══ TEXT SEGMENT ══

Yes, you've probably guessed what this relates to - the old "how could Anakin just forget about the droids?" objection.  Thing is, I can't bring to mind a single instance where Vader actually got a good look at either of them.  Am I missing something here?

 - Sir Bob.


----------



## Phoenix8008 (May 19, 2002)

Lets see here, In Ep IV, he may have seen them at a distance as they crossed the Landing bay in the Death Star to enter the Millenium Falcon. Later he blasted R2 in the trench run sequence. Neither of these are conclusive. 

In Ep V, he gets close to 3PO in the Carbon freezing chamber, but the droid is in pieces on Chewie's back at that point. If someone calls 3PO by name here, I would think he should have reacted. Otherwise you get back to the standard answer to this question, there are lots of that type of droid in the universe and he's not gonna stare at each and every one of them.

In Ep VI, he doesn't get near either of the droids as far as I remember.

That's my best recollections. Any got better memories than me?


----------



## Lizard (May 19, 2002)

PenguinKing said:
			
		

> *Maybe someone can help me out here.  I need to know if there are any scenes in the original Star Wars trilogy where,
> 
> a) Vader actually lays eyes on either R2D2 or C3P0, or
> 
> ...




The first car I remember my mother owning was a red Ford Pinto.

Whenever I see a red Pinto on the road, I do not think, "Hey, that might have been my mother's old car!" At best, I'll think, "Hey, my mother used to own a car like that."

The are tens of millions of R2-D2's and C-3POs. We don't see droids with that designation in the movies, other than the 'stars', for the same reason you will never see two characters named "John Smith" in the same movie (usually). There is no reason for Darth Vader, upon seeing a protocol droid or an astromech droid, to think they might be the exact same droids he knew when he was  kid/young man.


----------



## Jerrid Al-Kundo (May 19, 2002)

═══

■ WRITTEN TASK 1 ■
In the Star Wars droid thread, why does Lizard say Vader would have no reason to recognize R2-D2 or C-3PO? Answer in one to three sentences.
■ WRITTEN TASK 2 ■
Write the next post in the Star Wars droid thread, the one by Jerrid Al-Kundo.
The material that comes next is separate from the Star Wars droid thread.

══ STORED DATA ══

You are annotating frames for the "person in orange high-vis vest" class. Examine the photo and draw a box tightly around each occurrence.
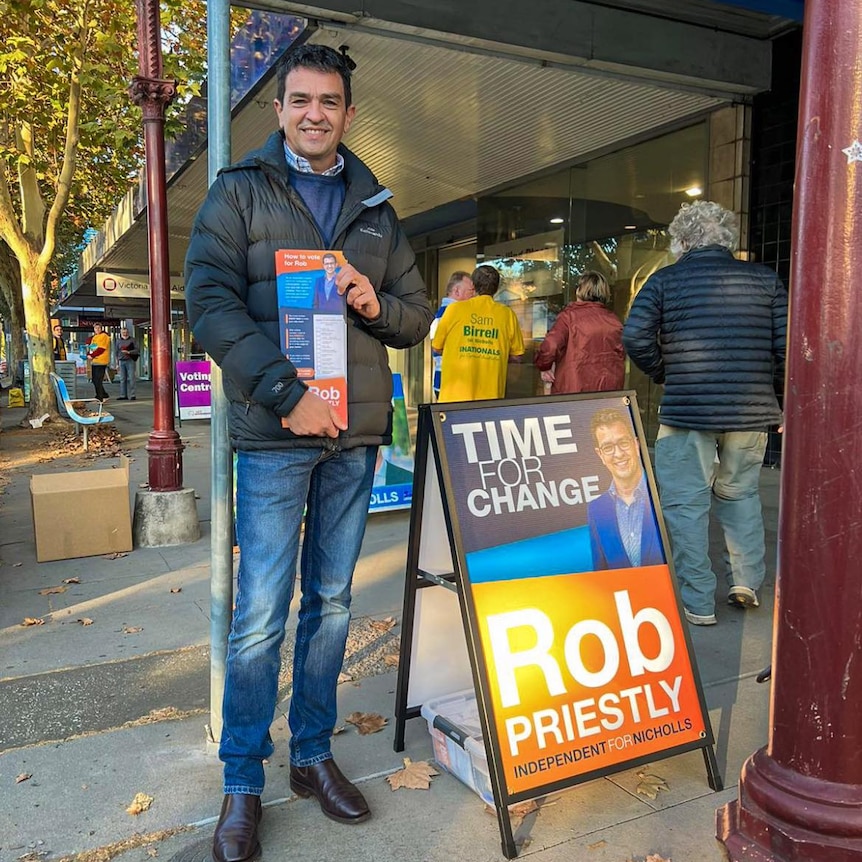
[87,323,111,401]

═══

■ ANSWER 1 ■
Lizard says there are tens of millions of R2-D2s and C-3POs, so seeing a protocol droid or astromech droid gives Vader no reason to think it is the exact one he knew as a kid or young man. He compares this to seeing a red Ford Pinto and thinking only that his mother once owned a car like that, not that it might be her actual car.

■ ANSWER 2 ■
Here's the part I find creepy:

Episode I: _Master Anakin, I know you're my maker and all..._

Episode IV: _Bless the Maker, this oil bath is going to feel so good..._

Anyone else catch that?


----------



## RangerWickett (May 19, 2002)

Well, we know that Obi-Wan is either lying or mistaken about not recognizing Artoo in Ep4.  He had enough contact with R2D2 for me to think he'd at least recall the name.  And I dunno, I guess Anakin never really talked about himself to Kenobi, or else he would've mentioned that, "Hey, Obi-Wan, did I ever tell you that I made this droid called C3P0?  Yeah, he lived with me for a while, and later with my mom.  Y'know, he was even at that big battle we had, where all the clones came and saved our butts.  Funny, ain't it?  Oh, but *waves hand* you don't want to remember that for Episode IV."

Kenobi:  "What's Episode IV?"

Skywalker:  *waves hand* "You never heard me mention Episode IV."





And how the heck did Owen not remember C3P0 when he _buys him again_ in Episode IV?!  I guess it was just R2 using his amazing Continuity-Glue powers to keep things from falling apart.


----------



## Zarrock God of Evil (May 19, 2002)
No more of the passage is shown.